• About this exercise: Write out every entry exactly; the pictures do not belong in the copy.

Information given: Begin

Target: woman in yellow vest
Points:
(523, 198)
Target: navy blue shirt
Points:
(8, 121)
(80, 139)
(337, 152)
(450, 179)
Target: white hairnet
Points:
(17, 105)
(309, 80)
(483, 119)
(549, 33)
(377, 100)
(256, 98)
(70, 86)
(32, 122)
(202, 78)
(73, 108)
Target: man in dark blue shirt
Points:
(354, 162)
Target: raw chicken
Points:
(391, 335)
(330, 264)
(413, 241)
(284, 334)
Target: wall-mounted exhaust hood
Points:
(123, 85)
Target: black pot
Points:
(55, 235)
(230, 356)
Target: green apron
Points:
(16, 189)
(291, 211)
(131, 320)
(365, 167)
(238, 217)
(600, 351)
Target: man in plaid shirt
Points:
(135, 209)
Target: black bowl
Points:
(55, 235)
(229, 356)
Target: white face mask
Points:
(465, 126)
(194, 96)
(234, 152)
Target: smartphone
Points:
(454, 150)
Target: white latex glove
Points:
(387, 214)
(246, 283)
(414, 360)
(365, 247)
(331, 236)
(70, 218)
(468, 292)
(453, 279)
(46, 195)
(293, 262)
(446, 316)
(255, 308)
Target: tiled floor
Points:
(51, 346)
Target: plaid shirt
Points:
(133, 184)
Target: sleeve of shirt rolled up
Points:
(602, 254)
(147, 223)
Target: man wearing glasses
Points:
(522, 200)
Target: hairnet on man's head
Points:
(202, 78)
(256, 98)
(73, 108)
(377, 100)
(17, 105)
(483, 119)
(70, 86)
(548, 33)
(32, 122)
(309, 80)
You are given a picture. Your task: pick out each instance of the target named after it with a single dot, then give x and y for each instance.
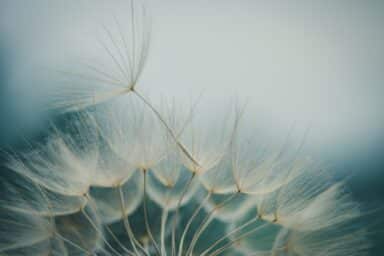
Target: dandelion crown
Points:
(128, 178)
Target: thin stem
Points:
(176, 218)
(148, 228)
(133, 30)
(181, 243)
(127, 226)
(164, 217)
(167, 127)
(207, 220)
(99, 231)
(228, 245)
(229, 234)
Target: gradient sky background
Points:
(315, 63)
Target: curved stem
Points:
(127, 226)
(99, 231)
(148, 228)
(207, 220)
(167, 127)
(228, 245)
(176, 218)
(194, 214)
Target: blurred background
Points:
(316, 64)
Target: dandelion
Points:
(130, 178)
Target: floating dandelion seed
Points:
(131, 179)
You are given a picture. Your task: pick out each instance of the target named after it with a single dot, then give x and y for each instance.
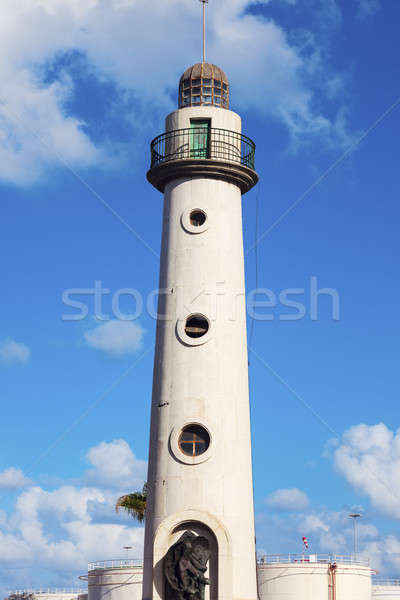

Information given: End

• Answer section:
Target: woman in yellow vest
Points:
(523, 198)
Target: navy blue shirt
Points:
(8, 121)
(80, 139)
(337, 152)
(450, 179)
Target: white hairnet
Points:
(17, 105)
(309, 80)
(483, 119)
(549, 33)
(377, 100)
(256, 98)
(70, 86)
(32, 122)
(202, 78)
(73, 108)
Target: man in dark blue shirt
Points:
(354, 162)
Target: raw chicken
Points:
(391, 335)
(330, 264)
(413, 241)
(284, 334)
Target: wall-mounted exhaust hood
Points:
(123, 85)
Target: black pot
Points:
(55, 235)
(230, 356)
Target: green apron
Points:
(16, 189)
(291, 211)
(131, 320)
(365, 167)
(238, 217)
(600, 351)
Target: man in plaid shirt
Points:
(135, 209)
Target: black bowl
Points:
(55, 235)
(229, 356)
Target: white face mask
Points:
(465, 126)
(194, 96)
(234, 152)
Target: smartphone
Points:
(454, 150)
Target: white latex glove
Points:
(387, 214)
(246, 283)
(414, 360)
(365, 247)
(331, 236)
(70, 218)
(468, 292)
(453, 279)
(46, 195)
(293, 262)
(446, 316)
(255, 308)
Target: tiled floor
Points:
(51, 346)
Target: plaid shirt
Points:
(133, 184)
Target: sleeve of shirt rolled up
Points:
(602, 254)
(147, 223)
Target: man wearing glasses
Points:
(522, 200)
Target: hairnet on man's head
Points:
(202, 78)
(256, 98)
(73, 108)
(377, 100)
(17, 105)
(483, 119)
(70, 86)
(548, 33)
(32, 122)
(309, 80)
You are given a picture. Your task: pick out each instance of the target named after it with a single dot, then give x and y for each instance.
Target: dandelion crown
Points:
(128, 178)
Target: thin stem
Points:
(176, 218)
(148, 228)
(133, 30)
(181, 243)
(127, 226)
(164, 217)
(167, 127)
(207, 220)
(99, 231)
(228, 245)
(229, 234)
Target: gradient sky background
Points:
(315, 63)
Target: curved stem
Points:
(127, 226)
(99, 231)
(148, 228)
(207, 220)
(167, 127)
(228, 245)
(176, 218)
(194, 214)
Target: blurred background
Points:
(316, 64)
Target: dandelion
Points:
(130, 178)
Target: floating dandelion seed
Points:
(131, 179)
You are given a picture. Your task: pick out each instance of the target named after it with a single dot, then give x and y for each instance.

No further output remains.